| WHAT YOU NEED TO DO |
Give back each entry unchanged, minus pictures.

------------------------------------------------------------

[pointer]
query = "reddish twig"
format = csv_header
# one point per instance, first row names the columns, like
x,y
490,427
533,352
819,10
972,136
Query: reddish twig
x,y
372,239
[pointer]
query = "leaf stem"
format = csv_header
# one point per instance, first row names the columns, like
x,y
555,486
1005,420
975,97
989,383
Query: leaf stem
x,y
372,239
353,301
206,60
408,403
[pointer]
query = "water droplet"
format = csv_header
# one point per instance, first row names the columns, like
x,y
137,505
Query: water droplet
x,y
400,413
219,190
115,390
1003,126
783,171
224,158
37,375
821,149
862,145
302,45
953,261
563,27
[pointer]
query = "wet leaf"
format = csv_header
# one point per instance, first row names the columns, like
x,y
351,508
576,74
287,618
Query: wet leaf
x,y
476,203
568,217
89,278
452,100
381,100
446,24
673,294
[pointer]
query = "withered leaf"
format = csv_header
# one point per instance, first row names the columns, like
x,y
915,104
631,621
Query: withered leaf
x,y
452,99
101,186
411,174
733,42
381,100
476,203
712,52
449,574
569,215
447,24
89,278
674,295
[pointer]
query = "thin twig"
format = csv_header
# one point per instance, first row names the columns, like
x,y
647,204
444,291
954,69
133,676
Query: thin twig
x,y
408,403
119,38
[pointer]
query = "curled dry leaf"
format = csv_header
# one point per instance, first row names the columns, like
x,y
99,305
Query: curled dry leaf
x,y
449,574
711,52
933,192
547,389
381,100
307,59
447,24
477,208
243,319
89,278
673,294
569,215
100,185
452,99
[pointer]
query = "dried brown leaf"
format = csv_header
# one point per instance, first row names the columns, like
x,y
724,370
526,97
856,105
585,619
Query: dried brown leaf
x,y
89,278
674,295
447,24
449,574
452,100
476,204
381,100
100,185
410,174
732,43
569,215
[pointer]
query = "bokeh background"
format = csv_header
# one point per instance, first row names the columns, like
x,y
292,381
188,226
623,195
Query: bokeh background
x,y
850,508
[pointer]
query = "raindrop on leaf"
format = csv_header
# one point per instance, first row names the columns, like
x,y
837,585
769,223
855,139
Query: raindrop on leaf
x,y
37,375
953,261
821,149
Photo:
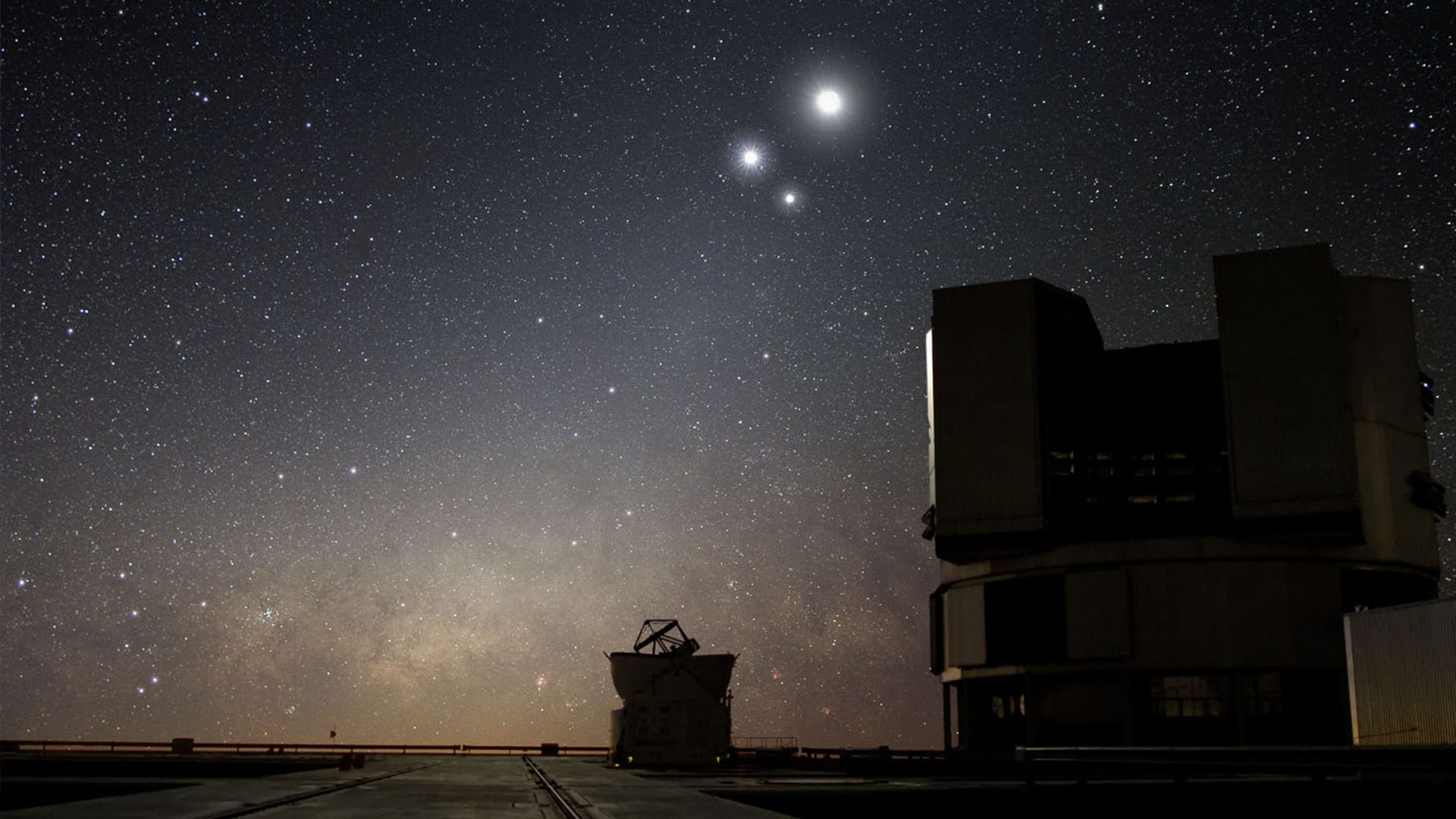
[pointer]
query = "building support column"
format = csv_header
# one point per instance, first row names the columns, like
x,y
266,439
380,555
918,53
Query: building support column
x,y
946,713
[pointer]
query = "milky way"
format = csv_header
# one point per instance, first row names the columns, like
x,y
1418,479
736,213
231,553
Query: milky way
x,y
378,368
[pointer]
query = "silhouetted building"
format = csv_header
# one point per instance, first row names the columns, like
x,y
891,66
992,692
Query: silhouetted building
x,y
676,707
1156,544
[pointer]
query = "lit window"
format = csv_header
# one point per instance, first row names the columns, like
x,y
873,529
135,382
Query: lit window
x,y
1187,695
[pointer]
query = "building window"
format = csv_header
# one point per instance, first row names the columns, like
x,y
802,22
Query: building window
x,y
1263,695
1009,707
1187,695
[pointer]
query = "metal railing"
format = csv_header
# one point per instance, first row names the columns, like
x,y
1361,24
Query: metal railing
x,y
265,748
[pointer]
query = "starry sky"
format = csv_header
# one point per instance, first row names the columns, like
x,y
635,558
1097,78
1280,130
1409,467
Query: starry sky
x,y
376,366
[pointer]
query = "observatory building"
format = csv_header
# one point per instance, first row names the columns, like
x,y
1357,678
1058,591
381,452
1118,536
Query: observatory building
x,y
1158,544
674,701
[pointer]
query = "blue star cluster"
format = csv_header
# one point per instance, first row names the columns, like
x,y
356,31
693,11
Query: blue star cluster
x,y
375,366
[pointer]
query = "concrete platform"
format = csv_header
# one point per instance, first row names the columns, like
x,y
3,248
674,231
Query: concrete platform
x,y
441,787
619,795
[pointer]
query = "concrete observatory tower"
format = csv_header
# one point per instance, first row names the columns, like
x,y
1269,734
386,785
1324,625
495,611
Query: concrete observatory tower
x,y
674,703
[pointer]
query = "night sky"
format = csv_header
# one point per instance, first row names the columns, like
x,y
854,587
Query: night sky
x,y
378,366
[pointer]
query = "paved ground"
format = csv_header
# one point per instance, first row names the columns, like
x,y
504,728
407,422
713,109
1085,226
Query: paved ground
x,y
414,786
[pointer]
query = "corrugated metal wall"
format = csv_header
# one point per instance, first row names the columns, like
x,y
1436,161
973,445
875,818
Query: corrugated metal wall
x,y
1402,673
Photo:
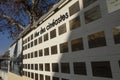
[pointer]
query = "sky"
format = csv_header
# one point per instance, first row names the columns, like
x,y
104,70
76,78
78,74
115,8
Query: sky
x,y
4,42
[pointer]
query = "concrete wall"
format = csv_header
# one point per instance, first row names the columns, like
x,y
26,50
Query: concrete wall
x,y
4,75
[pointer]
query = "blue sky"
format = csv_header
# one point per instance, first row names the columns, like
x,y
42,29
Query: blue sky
x,y
4,42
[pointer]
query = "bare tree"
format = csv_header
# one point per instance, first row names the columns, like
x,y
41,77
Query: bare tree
x,y
15,15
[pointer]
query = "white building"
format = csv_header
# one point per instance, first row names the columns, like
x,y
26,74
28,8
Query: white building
x,y
75,40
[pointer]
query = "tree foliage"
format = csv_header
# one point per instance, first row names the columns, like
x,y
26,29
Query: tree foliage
x,y
15,15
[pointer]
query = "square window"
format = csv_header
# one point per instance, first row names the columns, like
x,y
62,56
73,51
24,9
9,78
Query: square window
x,y
65,68
64,47
53,34
74,23
28,66
32,75
40,52
62,29
40,39
119,63
28,39
32,55
41,77
88,2
80,68
64,79
36,66
32,44
36,53
36,76
55,67
47,67
46,37
96,40
92,14
31,36
77,44
74,8
35,42
47,77
41,67
28,45
55,78
46,51
32,67
101,69
116,35
28,55
54,49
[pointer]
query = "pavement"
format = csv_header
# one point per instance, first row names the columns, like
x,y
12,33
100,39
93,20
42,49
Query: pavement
x,y
4,75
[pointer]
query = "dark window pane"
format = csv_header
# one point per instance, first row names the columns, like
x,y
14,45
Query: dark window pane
x,y
55,67
65,68
53,34
47,67
36,76
32,55
47,77
46,51
41,67
54,49
46,37
80,68
88,2
64,47
31,36
62,29
28,55
36,66
28,74
32,75
32,44
28,45
97,40
77,44
75,23
28,39
64,79
119,63
74,8
55,78
35,42
36,53
32,67
41,77
40,40
116,35
28,66
101,69
40,52
92,14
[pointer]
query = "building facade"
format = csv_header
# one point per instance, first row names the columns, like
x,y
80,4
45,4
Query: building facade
x,y
77,40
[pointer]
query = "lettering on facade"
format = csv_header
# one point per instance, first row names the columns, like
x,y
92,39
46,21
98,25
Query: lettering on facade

------------------------------------------------------------

| PROBLEM SOLUTION |
[pointer]
query = "reddish twig"
format = csv_header
# one point per instance, first row names the columns, like
x,y
490,427
533,352
819,10
972,136
Query: reddish twig
x,y
372,239
[pointer]
query = "leaf stem"
format = csv_header
# one point per instance, first row names the columns, like
x,y
555,486
1005,420
975,97
989,383
Query: leaf stem
x,y
372,239
353,301
206,60
408,403
[pointer]
query = "water droplet"
format = csv_header
# one point per instance, first row names the columns, like
x,y
137,505
Query: water droplet
x,y
400,413
219,190
115,390
1003,126
783,171
224,158
37,375
821,149
862,145
302,45
953,261
563,27
[pointer]
query = "wet leaf"
format = csv_header
# one point per instance, first row names the columns, like
x,y
351,508
576,74
287,618
Query: wet leaf
x,y
476,203
568,217
89,278
452,100
381,100
446,24
673,294
[pointer]
query = "withered leaf"
format = csv_header
# one point per instance, first row names the columns, like
x,y
915,104
631,621
Query: withered leaf
x,y
452,99
101,186
411,174
733,42
381,100
476,203
712,52
449,574
569,215
447,24
89,278
674,295
[pointer]
query = "thin twig"
format = csv_header
# one point per instance, first row names the columns, like
x,y
647,204
444,291
954,69
133,676
Query: thin twig
x,y
408,403
119,38
[pointer]
query = "curled dry leaf"
format = csv_header
# one point per instance, first row names the columns, like
x,y
99,305
Query: curled dry leaf
x,y
449,574
711,52
933,192
547,389
381,100
307,59
447,24
477,208
243,319
89,278
673,294
569,215
100,185
452,99
[pointer]
query = "dried brown leaf"
format = csv_header
# one point per instance, first row names the columns, like
x,y
724,370
526,97
856,105
585,619
Query: dried brown leaf
x,y
89,278
674,295
447,24
449,574
452,100
476,204
381,100
100,185
410,174
732,43
569,215
[pointer]
query = "bokeh background"
format = csv_header
# one point per instance, first row names the columns, like
x,y
292,381
188,226
623,195
Query: bokeh background
x,y
850,508
[pointer]
query = "raindrop on leaf"
format = csv_header
# one point per instance, first row names the columns, like
x,y
837,585
769,223
855,139
Query: raindrop on leaf
x,y
37,375
953,261
821,149
Photo:
[pointer]
query = "building support column"
format = csv_header
# one point per instance, first row names the columns, like
x,y
266,439
380,555
918,53
Query: building support column
x,y
946,713
[pointer]
query = "milky way"
format = csv_header
# one point per instance, first row names the columns, like
x,y
1418,479
736,213
231,553
Query: milky way
x,y
378,368
[pointer]
query = "silhouetted building"
format = csv_header
# one point per instance, first row names the columns, like
x,y
891,66
992,692
Query: silhouetted building
x,y
676,707
1156,544
[pointer]
query = "lit window"
format = csv_header
# one point per instance, first row names the columns, like
x,y
873,529
135,382
Query: lit window
x,y
1187,695
[pointer]
query = "building window"
format = csv_header
# one point per instance, first row names the columns, like
x,y
802,22
Query: building window
x,y
1263,695
1009,707
1187,695
[pointer]
query = "metal railing"
format = csv_header
# one point per instance, first row names the columns, like
x,y
1361,24
Query: metal railing
x,y
265,748
[pointer]
query = "starry sky"
format = csv_header
# one point per instance, first row names the columns, like
x,y
635,558
1097,78
1280,130
1409,467
Query: starry sky
x,y
376,366
[pointer]
query = "observatory building"
format = csv_header
# one point per instance, first row names the columns, like
x,y
1357,678
1058,591
381,452
1118,536
Query: observatory building
x,y
1158,544
674,701
[pointer]
query = "blue star cluster"
format = csv_header
# one point per instance, first row names the columns, like
x,y
356,31
693,11
Query: blue star cluster
x,y
375,366
[pointer]
query = "concrete platform"
format = csv_header
# one point per instance, first row names the columns, like
x,y
3,248
674,231
Query: concrete platform
x,y
441,787
619,795
[pointer]
query = "concrete observatory tower"
format = csv_header
# one point per instance, first row names the columns, like
x,y
1269,734
386,785
1324,625
495,611
Query: concrete observatory tower
x,y
674,703
[pointer]
query = "night sky"
format = csv_header
# one point per instance, first row names the columns, like
x,y
854,587
Query: night sky
x,y
378,366
[pointer]
query = "paved ground"
format = csv_header
# one point per instance, first row names the columns, like
x,y
504,728
407,422
713,109
1085,226
Query: paved ground
x,y
414,786
[pointer]
query = "corrugated metal wall"
format = csv_header
# one point per instance, first row names the columns, like
x,y
1436,161
973,445
875,818
Query: corrugated metal wall
x,y
1402,673
Photo:
[pointer]
query = "sky"
format = csv_header
# one point per instance, first row names the columns, like
x,y
104,70
76,78
78,74
115,8
Query: sky
x,y
4,42
[pointer]
query = "concrete wall"
format = csv_header
# one point per instance, first row names the columns, like
x,y
26,50
Query: concrete wall
x,y
4,75
[pointer]
query = "blue sky"
format = csv_header
# one point per instance, first row names the columns, like
x,y
42,29
Query: blue sky
x,y
4,42
[pointer]
query = "bare tree"
format = csv_header
# one point per instance, first row names the columns, like
x,y
41,77
Query: bare tree
x,y
15,15
[pointer]
query = "white building"
format = csv_header
# one point per instance, first row names the columns, like
x,y
26,74
28,8
Query: white building
x,y
75,40
[pointer]
query = "tree foliage"
format = csv_header
# one point per instance, first row names the columns, like
x,y
26,29
Query: tree foliage
x,y
15,15
[pointer]
query = "square window"
format = csv_header
# one point per instance, first row names the columns, like
x,y
62,56
73,51
24,9
9,78
Query: square window
x,y
65,68
64,47
53,34
74,23
28,66
32,75
40,52
62,29
40,39
119,63
28,39
32,55
41,77
88,2
80,68
64,79
36,66
32,44
36,53
36,76
55,67
47,67
46,37
96,40
92,14
31,36
77,44
74,8
35,42
47,77
41,67
28,45
55,78
46,51
32,67
101,69
116,35
28,55
54,49
[pointer]
query = "pavement"
format = csv_header
# one point per instance, first row names the columns, like
x,y
12,33
100,39
93,20
42,49
Query: pavement
x,y
4,75
[pointer]
query = "dark window pane"
format = csv_header
# one point per instance, first row names the columns, like
x,y
14,45
Query: dark window pane
x,y
55,67
65,68
53,34
47,67
36,76
32,55
47,77
46,51
41,67
54,49
46,37
80,68
88,2
64,47
31,36
62,29
28,55
36,66
28,74
32,75
32,44
28,45
97,40
77,44
75,23
28,39
64,79
119,63
74,8
55,78
35,42
36,53
32,67
41,77
40,40
116,35
28,66
101,69
40,52
92,14
[pointer]
query = "building facade"
format = csv_header
# one point per instance, first row names the columns, like
x,y
80,4
45,4
Query: building facade
x,y
77,40
[pointer]
query = "lettering on facade"
format = csv_header
# one point per instance, first row names the columns, like
x,y
92,39
46,21
98,25
Query: lettering on facade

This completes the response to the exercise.